# Start of RAW RECORDS

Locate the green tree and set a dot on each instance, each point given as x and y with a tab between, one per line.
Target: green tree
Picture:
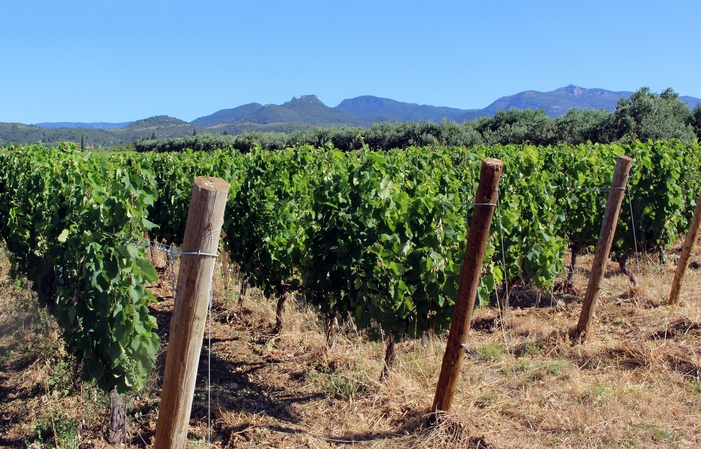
581	126
646	115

# End of RAW RECORDS

* _PROBLEM_: Format the listing above as a JSON array of strings, one string per line, with blank lines omitted. Leave out the picture lines.

* _SOLUTION_:
[
  "Locate the green tree and set a dot on each instance, each point given as x and y with a tab between, one per line.",
  "Target: green tree",
  "Picture:",
  "581\t126",
  "646\t115"
]